# [Fragment źródła]
Pytanie nadesłane do redakcji
Witam. Od kilku lat zalecono mi rozrzedzanie krwi ze względu na przeciek. Nie miałem z tym problemu, brałem wieczorem 1 tabl. acenokumarolu i INR wynosił ok. 2,2. Parę miesięcy temu ni z tego, ni z owego pojawił się krwiomocz, a INR wynosił ponad 9. Podano mi wit. K, ale po jakimś czasie wskaźnik INR zaczął spadać, naturalnie zwiększyłem dawkę acenokumarolu do 1 i ćwierć, a nawet 1i pół tabl., ale znowu pojawił krwiomocz, a INR ok. 4. Co się dzieje? Nie zmieniłem diety!
Odpowiedział
dr n. med. Robert Drabczyk
specjalista chorób wewnętrznych
nefrolog
Oddział Nefrologii i Stacja Dializ
Szpital Wojewódzki, Bielsko-Biała
Wahania wskaźnika INR u osób leczonych przewlekle lekami przeciwkrzepliwymi z grupy antagonistów witaminy K (warfaryna, acenokumarol) są częstym problemem. Nie jest to problem z zakresu chorób układu moczowego i jego rozwiązanie należy do lekarza nadzorującego leczenie przeciwkrzepliwe.

# [Zadania do rozwiązania]
[1] Odpowiedz na podstawie porady o wahaniach INR:
(a) Ile tabletek acenokumarolu przyjmował wieczorem autor pytania, gdy leczenie przebiegało bez problemów?
(b) Ile wynosił INR, gdy krwiomocz pojawił się po raz pierwszy?
(c) Do kogo według odpowiedzi należy rozwiązanie opisanego problemu?
[2] Przytocz dosłownie fragment porady o wahaniach INR od słów "Pytanie nadesłane do" do słów "Nie zmieniłem diety!".
[3] Kontynuuj poradę o wahaniach INR od miejsca, w którym się kończy.
Do pracy z poradą o wahaniach INR rekordy nie są potrzebne.

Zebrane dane

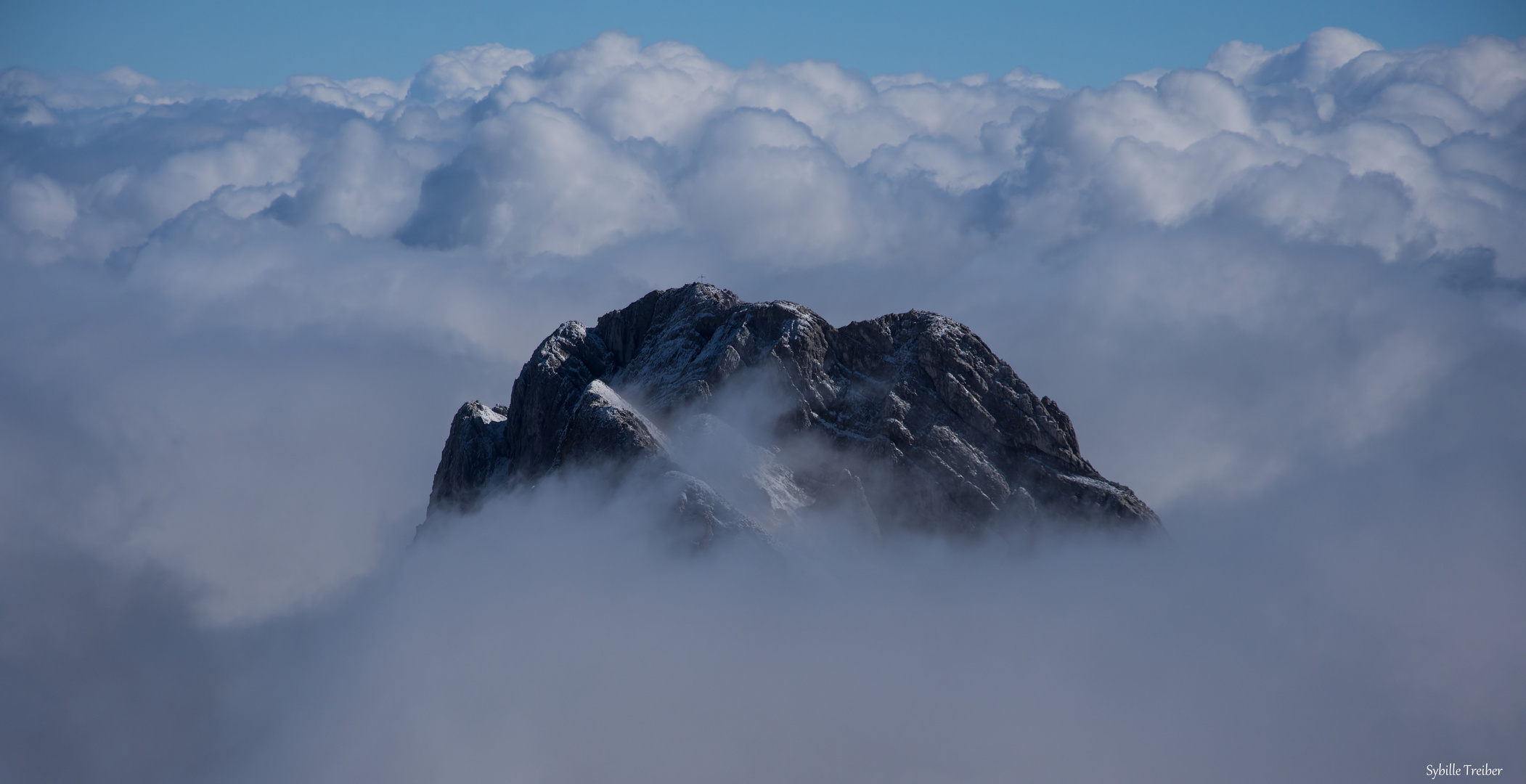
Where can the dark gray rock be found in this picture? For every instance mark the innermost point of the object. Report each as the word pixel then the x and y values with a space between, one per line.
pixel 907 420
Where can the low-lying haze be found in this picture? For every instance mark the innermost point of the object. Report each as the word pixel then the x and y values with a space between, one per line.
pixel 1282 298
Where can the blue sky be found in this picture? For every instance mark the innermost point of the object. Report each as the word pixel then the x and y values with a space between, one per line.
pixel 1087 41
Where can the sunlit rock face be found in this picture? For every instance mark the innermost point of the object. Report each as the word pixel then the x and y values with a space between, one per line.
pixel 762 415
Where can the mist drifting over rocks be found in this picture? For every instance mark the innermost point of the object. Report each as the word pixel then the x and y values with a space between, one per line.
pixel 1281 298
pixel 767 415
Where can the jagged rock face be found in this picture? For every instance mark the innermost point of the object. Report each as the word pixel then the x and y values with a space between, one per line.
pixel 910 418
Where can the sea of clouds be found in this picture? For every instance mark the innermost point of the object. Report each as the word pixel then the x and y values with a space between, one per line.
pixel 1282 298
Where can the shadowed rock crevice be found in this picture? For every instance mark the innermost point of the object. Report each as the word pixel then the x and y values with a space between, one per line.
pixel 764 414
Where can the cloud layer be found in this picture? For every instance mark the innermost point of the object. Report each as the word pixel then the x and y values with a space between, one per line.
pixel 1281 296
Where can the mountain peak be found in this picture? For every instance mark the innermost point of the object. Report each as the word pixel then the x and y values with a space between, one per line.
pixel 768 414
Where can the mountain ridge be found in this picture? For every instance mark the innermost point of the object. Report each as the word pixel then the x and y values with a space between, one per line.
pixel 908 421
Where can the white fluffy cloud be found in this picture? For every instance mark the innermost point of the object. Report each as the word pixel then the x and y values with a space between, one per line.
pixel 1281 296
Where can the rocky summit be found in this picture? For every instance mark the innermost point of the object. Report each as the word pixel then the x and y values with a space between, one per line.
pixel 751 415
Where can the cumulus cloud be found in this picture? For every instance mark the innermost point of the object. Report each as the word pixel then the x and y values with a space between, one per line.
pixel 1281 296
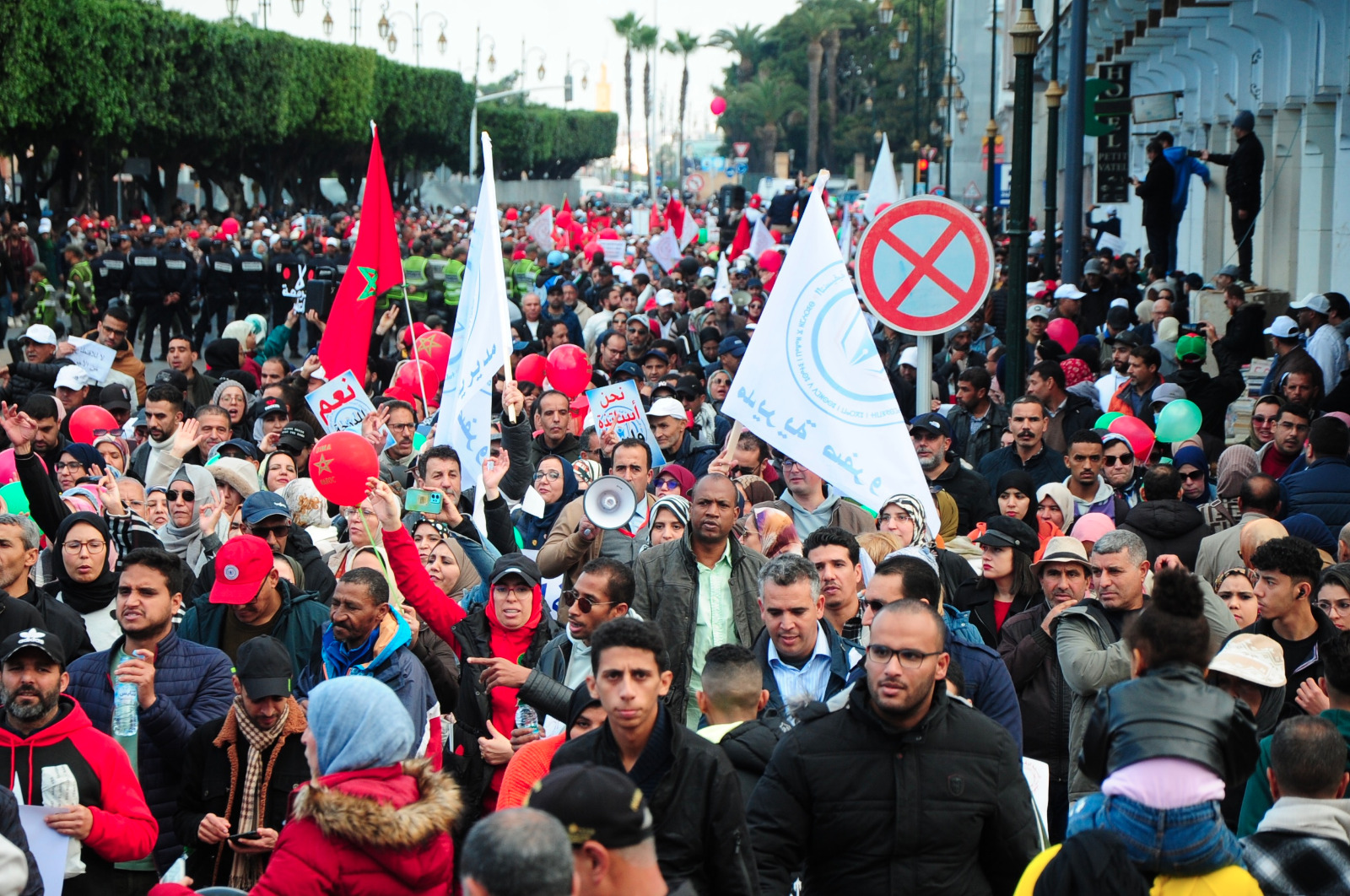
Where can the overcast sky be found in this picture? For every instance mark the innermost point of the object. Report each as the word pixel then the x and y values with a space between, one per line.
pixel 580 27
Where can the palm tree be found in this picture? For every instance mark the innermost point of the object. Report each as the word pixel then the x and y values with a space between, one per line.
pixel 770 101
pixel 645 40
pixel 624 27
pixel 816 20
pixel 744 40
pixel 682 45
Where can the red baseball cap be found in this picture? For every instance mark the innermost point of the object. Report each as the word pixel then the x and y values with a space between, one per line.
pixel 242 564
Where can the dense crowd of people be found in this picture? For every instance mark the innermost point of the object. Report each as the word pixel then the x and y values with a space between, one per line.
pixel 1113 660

# [Odpowiedzi po kolei]
[1]
(a) Jedną tabletkę.
(b) Ponad 9.
(c) Do lekarza nadzorującego leczenie przeciwkrzepliwe.

[2]
Pytanie nadesłane do redakcji
Witam. Od kilku lat zalecono mi rozrzedzanie krwi ze względu na przeciek. Nie miałem z tym problemu, brałem wieczorem 1 tabl. acenokumarolu i INR wynosił ok. 2,2. Parę miesięcy temu ni z tego, ni z owego pojawił się krwiomocz, a INR wynosił ponad 9. Podano mi wit. K, ale po jakimś czasie wskaźnik INR zaczął spadać, naturalnie zwiększyłem dawkę acenokumarolu do 1 i ćwierć, a nawet 1i pół tabl., ale znowu pojawił krwiomocz, a INR ok. 4. Co się dzieje? Nie zmieniłem diety!

[3]
Wystąpienie krwiomoczu jest zawsze objawem alarmującym. Nie można przyjąć, że jest to wynik nadmiernie upośledzonego krzepnięcia krwi. Konieczne jest wykonanie badań diagnostycznych w celu ustalenia przyczyny krwiomoczu, a przynajmniej wykluczenia obecności zmian chorobowych w drogach moczowych wymagających bezzwłocznego leczenia (np. guz pęcherza, rak stercza).
Obowiązkowe badania wstępne to:
- badanie lekarskie włącznie z badaniem stercza palcem przez odbytnicę
- ogólne badanie moczu
- USG nerek oraz wypełnionego pęcherza moczowego
Dalsze postępowanie jest uzależnione od wyników tych badań. Konieczna może być konsultacja przez urologa i wykonanie dalszych badań (np. cystoskopia).
Jeżeli nie znajdzie się oczywistej przyczyny krwiomoczu, to dalszy nadzór polega na okresowym (np. raz w roku) wykonywaniu badania ogólnego moczu oraz USG układu moczowego.